--- Written task 1 ---
From the rod review, return the part that opens with the words containing "I did actually" and closes with "Fuji Torzite guides.", copied exactly.
--- Written task 2 ---
Using the rod review, state whether each statement agrees with it, answering yes or no and quoting the deciding words exactly: (a) The writer now tends to fish with lure rods of 9' or longer. (b) The new 8'10'' Flow Hunt is fitted with Fuji Torzite guides. (c) The writer reviewed the previous generation Flow Hunt a few years ago.

I did actually have a few casts again with the previous generation APIA FLow Hunt the other day, and it was as nice as I remembered when I reviewed it a few years ago - see here. This new 8’10’’ version feels somewhat “tighter” to me - a little more together in the tip area especially, or in the way the rod seems to flow as you fish it (sorry about that pathetic riff on the rod name!). I always like the handles that APIA put on their rods, and this one on the new Flow Hunt is just fantastic. I do tend to fish with 9’ and longer lure rods these days, but I’d be more than happy with this 8’10’’ long Flow Hunt - rod plus reel just feels great in my hands, indeed the only slight niggle is that at this price the rod isn’t rung with Fuji Torzite guides.

--- Supplied data ---
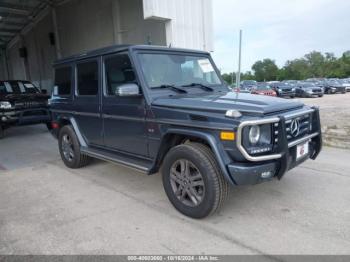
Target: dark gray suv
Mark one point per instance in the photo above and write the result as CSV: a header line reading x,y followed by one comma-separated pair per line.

--- Task solution 1 ---
I did actually have a few casts again with the previous generation APIA FLow Hunt the other day, and it was as nice as I remembered when I reviewed it a few years ago - see here. This new 8’10’’ version feels somewhat “tighter” to me - a little more together in the tip area especially, or in the way the rod seems to flow as you fish it (sorry about that pathetic riff on the rod name!). I always like the handles that APIA put on their rods, and this one on the new Flow Hunt is just fantastic. I do tend to fish with 9’ and longer lure rods these days, but I’d be more than happy with this 8’10’’ long Flow Hunt - rod plus reel just feels great in my hands, indeed the only slight niggle is that at this price the rod isn’t rung with Fuji Torzite guides.

--- Task solution 2 ---
(a) Yes: "I do tend to fish with 9’ and longer lure rods these days"
(b) No: "the rod isn’t rung with Fuji Torzite guides"
(c) Yes: "it was as nice as I remembered when I reviewed it a few years ago"